旧友を見舞う

オジー小娘三人組のお付きで,大わらわの今日このごろ。ブログもなかなか,ままならない。今日は先週火曜日のことを書く。
この日は「D Day」。DとはDisney LandのDである。そう,この日,ご一行様はディズニーランドにお出かけだ。
幸い,私の従姉が引率を引き受けてくれた。舞浜の駅まで送り届けたら,今日は我々のお役目はおしまい。

今回の帰国,私には,どうしてもこれだけは果したいという,ひとつの課題があった。
4月15日付の記事にある,脳卒中で倒れた中学,高校同期の友人を見舞うことだった。

この機を利用し,午後からそのお見舞いに出かけた。
小娘に振り回されて,毎日忙しいとはいえ,まがりなりにも休暇をとって,こうして東京に遊びに来ているのである。このぐらいしなくちゃ罰が当たるというものだ

今回も,本人のために,詳細は書かない。しかし,脳出血の事後がどうなるかは,推して知るべしである。
一応ここからは,その名前を仮にHとして書く。

幸いHは徐々に快方に向かっており,第一報を受けたときの絶望的な状況を抜け出している。
現在は,リハビリ専門の病院で,リハビリに専念している。

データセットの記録
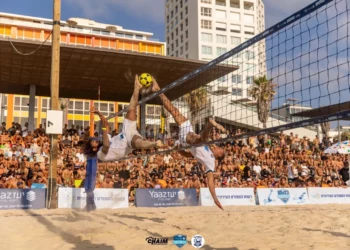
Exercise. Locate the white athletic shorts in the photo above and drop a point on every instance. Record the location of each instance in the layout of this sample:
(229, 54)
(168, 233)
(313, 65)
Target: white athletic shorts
(130, 130)
(184, 129)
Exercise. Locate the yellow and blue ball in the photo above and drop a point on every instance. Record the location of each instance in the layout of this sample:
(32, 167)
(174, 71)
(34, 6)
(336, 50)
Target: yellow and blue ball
(145, 79)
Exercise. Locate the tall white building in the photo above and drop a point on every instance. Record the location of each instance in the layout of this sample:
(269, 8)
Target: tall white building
(206, 29)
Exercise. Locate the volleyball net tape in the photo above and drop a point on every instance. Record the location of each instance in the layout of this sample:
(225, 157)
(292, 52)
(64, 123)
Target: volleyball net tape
(298, 65)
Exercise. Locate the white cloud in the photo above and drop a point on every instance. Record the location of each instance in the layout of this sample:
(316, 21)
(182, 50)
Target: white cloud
(151, 10)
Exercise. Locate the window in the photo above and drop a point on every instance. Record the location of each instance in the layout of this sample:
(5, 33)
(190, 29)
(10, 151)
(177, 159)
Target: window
(206, 37)
(234, 28)
(236, 79)
(250, 69)
(237, 92)
(248, 6)
(220, 14)
(207, 50)
(250, 79)
(235, 4)
(235, 41)
(205, 11)
(235, 16)
(221, 2)
(206, 24)
(221, 26)
(249, 30)
(221, 39)
(249, 55)
(220, 51)
(248, 18)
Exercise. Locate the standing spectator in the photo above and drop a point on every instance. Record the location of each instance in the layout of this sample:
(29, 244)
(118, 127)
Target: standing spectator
(344, 173)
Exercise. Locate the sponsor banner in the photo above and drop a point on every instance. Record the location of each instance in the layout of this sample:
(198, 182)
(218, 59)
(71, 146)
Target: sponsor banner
(171, 197)
(228, 196)
(282, 196)
(22, 198)
(329, 195)
(104, 198)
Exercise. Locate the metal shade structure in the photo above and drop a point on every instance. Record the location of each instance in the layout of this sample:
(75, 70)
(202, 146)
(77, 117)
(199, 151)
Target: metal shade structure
(83, 69)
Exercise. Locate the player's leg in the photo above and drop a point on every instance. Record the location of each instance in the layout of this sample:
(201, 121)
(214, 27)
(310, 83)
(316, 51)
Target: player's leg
(210, 125)
(134, 101)
(178, 117)
(137, 142)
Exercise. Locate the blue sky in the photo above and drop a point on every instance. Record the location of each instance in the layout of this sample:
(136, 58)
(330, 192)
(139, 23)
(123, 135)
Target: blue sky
(144, 15)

▸ 課題 1: 本文によると,Hは現在どこで何に専念しているか。
▸ 課題 2: 本文のうち,「今回の帰国,私には,どうしてもこれだけは果したいという,ひとつの課題があった。」から「現在は,リハビリ専門の病院で,リハビリに専念している。」までをすべて,一字も変えずに引用せよ。

▸ 解答 1: Hは現在,リハビリ専門の病院でリハビリに専念している。

▸ 解答 2:
今回の帰国,私には,どうしてもこれだけは果したいという,ひとつの課題があった。
4月15日付の記事にある,脳卒中で倒れた中学,高校同期の友人を見舞うことだった。

この機を利用し,午後からそのお見舞いに出かけた。
小娘に振り回されて,毎日忙しいとはいえ,まがりなりにも休暇をとって,こうして東京に遊びに来ているのである。このぐらいしなくちゃ罰が当たるというものだ

今回も,本人のために,詳細は書かない。しかし,脳出血の事後がどうなるかは,推して知るべしである。
一応ここからは,その名前を仮にHとして書く。

幸いHは徐々に快方に向かっており,第一報を受けたときの絶望的な状況を抜け出している。
現在は,リハビリ専門の病院で,リハビリに専念している。